PROBLEMS TO SOLVE ::
1. Rewrite the thesis abstract from "Chen, Haoxian" to "control over uncertainty.", changing every "machine learning" to "ML".
2. According to the thesis abstract, what three major threads does the work span?

2025 Theses Doctoral

Scalable Approaches in Optimization, Preference Modeling, and Predictive Simulation for Decision-Making

Chen, Haoxian

In an era where data-driven decisions increasingly influence high-stakes outcomes, from financial risk assessment and healthcare resource allocation to AI model alignment, the demand for algorithms that are both statistically principled and computationally scalable has become increasingly urgent. Classical methods grounded in probabilistic modeling and statistical inference offer strong theoretical guarantees, including unbiasedness, consistency, and well-calibrated uncertainty estimates. However, these methods often struggle to adapt to the scale, complexity, and heterogeneity of modern machine learning tasks. In contrast, contemporary machine learning models are highly expressive and flexible, but frequently lack transparency, reliability, and rigorous control over uncertainty.

This thesis aims to bridge this divide by developing hybrid frameworks that integrate the scalability and adaptability of modern machine learning with the foundational strengths of statistical methodology, preserving properties such as unbiasedness, (local) consistency, and uncertainty quantification while enabling practical performance across complex real-world applications. The work spans three major threads: black-box optimization, preference-based fine-tuning, and simulation-based evaluation.

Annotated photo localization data
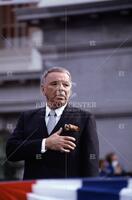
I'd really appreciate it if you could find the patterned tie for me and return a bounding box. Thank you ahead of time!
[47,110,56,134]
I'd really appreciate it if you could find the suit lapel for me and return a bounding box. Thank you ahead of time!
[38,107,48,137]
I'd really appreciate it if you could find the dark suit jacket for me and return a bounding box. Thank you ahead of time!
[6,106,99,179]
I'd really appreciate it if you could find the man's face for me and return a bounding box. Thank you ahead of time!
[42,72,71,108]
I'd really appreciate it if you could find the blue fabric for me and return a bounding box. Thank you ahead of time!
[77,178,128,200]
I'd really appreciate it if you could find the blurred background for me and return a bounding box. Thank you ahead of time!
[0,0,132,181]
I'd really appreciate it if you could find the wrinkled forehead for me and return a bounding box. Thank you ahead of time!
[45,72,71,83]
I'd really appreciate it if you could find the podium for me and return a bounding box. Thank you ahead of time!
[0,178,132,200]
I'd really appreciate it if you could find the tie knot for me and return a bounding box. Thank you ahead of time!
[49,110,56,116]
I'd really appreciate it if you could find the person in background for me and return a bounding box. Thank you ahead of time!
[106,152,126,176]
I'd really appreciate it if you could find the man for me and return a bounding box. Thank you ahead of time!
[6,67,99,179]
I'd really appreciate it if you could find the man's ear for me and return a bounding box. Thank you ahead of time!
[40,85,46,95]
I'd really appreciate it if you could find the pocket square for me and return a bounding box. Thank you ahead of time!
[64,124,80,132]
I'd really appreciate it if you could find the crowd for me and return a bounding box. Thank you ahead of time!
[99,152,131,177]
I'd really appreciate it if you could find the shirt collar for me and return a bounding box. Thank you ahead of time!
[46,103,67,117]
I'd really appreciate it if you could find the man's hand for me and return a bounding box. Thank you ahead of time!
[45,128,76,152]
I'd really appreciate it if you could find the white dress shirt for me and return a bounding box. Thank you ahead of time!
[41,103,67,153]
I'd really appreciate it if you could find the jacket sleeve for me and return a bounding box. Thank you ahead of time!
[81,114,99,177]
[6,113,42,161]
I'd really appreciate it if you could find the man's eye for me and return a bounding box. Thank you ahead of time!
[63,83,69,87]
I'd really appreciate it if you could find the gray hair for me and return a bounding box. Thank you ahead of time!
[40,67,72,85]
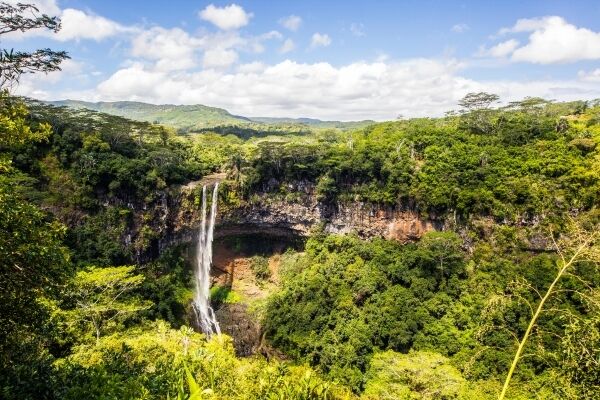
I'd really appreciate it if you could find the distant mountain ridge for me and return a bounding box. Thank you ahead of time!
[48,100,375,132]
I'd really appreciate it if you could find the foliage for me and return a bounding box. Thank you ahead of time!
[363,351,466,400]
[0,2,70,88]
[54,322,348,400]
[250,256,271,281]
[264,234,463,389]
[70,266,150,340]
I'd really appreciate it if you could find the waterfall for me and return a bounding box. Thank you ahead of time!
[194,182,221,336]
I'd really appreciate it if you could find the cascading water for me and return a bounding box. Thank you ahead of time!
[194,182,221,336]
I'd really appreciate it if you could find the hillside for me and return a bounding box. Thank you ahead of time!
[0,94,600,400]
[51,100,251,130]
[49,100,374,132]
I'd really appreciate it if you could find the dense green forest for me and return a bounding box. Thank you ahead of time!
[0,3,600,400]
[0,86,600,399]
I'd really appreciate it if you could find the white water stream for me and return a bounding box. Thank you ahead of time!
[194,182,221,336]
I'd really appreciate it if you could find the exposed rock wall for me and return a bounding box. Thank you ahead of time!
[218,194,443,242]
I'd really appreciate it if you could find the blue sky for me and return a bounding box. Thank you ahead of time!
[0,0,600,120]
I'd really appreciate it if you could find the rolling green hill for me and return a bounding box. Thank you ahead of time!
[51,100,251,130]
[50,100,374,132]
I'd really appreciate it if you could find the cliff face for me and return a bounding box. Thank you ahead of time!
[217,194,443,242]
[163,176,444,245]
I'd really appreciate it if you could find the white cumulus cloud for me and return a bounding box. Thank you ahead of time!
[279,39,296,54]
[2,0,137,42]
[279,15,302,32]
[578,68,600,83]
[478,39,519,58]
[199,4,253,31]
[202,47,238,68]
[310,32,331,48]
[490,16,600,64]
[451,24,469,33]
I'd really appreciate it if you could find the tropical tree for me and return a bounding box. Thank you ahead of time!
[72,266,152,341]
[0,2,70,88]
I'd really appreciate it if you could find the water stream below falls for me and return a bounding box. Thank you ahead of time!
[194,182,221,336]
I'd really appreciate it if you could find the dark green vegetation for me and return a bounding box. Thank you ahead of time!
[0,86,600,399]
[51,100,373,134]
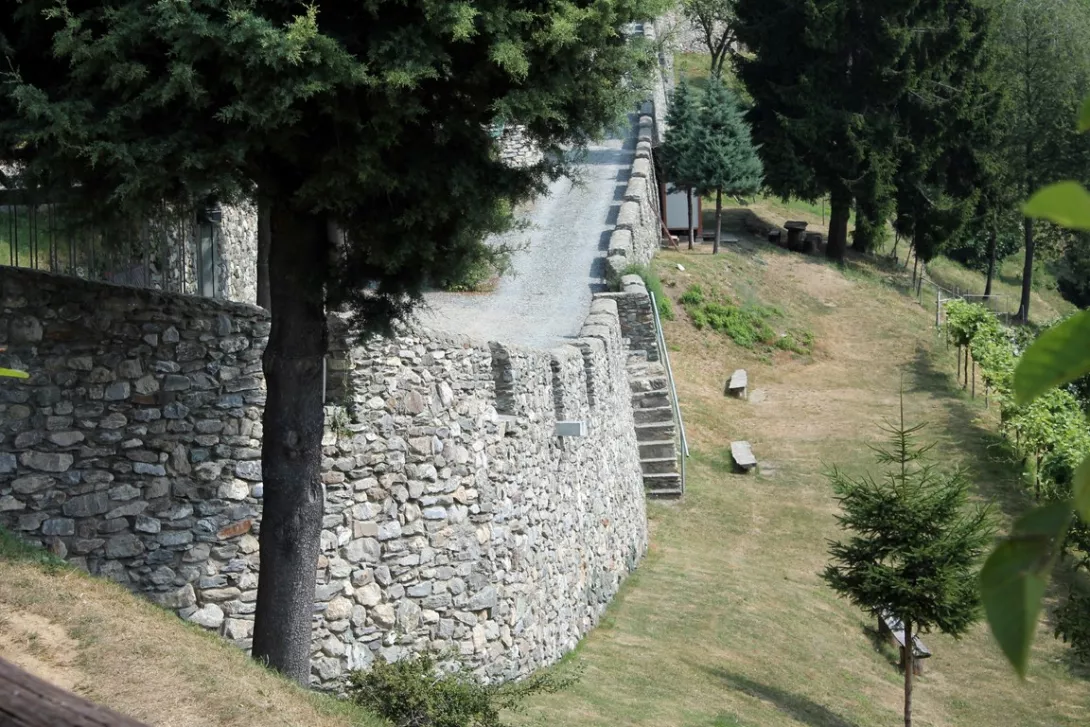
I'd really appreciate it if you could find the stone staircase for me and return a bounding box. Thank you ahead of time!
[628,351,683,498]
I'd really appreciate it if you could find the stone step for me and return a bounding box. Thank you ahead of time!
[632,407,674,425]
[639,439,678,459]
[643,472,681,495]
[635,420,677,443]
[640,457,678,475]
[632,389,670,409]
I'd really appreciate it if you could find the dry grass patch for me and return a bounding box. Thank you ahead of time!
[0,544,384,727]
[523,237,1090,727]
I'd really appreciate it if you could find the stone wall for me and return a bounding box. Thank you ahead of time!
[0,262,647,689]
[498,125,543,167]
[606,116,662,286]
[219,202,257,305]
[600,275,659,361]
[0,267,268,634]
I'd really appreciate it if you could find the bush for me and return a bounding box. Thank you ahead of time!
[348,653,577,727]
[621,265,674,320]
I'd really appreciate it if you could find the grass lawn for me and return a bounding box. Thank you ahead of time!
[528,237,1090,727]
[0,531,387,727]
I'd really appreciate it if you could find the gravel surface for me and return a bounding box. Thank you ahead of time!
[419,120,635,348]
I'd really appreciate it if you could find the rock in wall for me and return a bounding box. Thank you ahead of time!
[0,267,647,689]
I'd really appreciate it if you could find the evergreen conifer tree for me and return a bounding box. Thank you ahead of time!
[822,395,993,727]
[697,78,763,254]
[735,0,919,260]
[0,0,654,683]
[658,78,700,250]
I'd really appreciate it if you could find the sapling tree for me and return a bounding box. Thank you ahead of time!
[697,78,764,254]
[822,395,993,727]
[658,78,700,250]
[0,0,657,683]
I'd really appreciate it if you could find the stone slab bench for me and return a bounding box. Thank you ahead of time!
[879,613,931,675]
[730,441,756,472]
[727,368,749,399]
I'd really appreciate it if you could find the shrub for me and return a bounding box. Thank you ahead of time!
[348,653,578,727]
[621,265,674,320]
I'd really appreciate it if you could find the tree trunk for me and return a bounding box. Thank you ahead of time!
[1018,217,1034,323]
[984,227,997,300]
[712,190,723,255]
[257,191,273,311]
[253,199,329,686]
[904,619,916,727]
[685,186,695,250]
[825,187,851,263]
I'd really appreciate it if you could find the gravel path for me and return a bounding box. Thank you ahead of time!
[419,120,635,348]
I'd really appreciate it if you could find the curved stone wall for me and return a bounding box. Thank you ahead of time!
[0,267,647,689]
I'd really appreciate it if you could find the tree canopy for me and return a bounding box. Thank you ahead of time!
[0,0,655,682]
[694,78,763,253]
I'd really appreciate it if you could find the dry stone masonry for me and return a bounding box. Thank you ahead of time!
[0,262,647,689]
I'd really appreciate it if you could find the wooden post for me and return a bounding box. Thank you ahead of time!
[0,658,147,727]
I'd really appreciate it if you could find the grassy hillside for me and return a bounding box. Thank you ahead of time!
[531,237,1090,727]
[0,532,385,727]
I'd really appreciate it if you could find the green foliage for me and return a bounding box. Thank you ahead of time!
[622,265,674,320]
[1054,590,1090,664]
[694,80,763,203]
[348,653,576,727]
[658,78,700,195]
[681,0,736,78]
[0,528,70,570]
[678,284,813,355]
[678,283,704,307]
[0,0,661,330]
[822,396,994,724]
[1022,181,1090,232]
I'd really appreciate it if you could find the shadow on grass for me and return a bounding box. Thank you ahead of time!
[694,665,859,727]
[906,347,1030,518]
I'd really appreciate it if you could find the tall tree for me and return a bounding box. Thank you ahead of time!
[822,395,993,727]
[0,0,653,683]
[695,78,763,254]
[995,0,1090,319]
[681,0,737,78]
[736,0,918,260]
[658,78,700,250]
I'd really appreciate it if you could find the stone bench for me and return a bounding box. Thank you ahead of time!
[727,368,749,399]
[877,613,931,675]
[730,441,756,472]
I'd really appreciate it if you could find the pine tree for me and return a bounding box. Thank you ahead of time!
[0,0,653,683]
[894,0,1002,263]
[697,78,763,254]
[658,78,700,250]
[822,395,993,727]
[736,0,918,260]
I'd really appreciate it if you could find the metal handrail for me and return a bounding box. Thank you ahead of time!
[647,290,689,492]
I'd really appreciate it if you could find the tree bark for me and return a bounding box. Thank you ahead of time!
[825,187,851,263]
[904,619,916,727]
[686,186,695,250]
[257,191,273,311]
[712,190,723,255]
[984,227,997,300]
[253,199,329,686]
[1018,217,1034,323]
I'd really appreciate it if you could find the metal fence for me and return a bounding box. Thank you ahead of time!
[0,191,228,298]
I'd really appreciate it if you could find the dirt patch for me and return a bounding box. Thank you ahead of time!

RESULTS IN ORDER ::
1.
Chen, Haoxian

In an era where data-driven decisions increasingly influence high-stakes outcomes, from financial risk assessment and healthcare resource allocation to AI model alignment, the demand for algorithms that are both statistically principled and computationally scalable has become increasingly urgent. Classical methods grounded in probabilistic modeling and statistical inference offer strong theoretical guarantees, including unbiasedness, consistency, and well-calibrated uncertainty estimates. However, these methods often struggle to adapt to the scale, complexity, and heterogeneity of modern ML tasks. In contrast, contemporary ML models are highly expressive and flexible, but frequently lack transparency, reliability, and rigorous control over uncertainty.

2. Black-box optimization, preference-based fine-tuning, and simulation-based evaluation.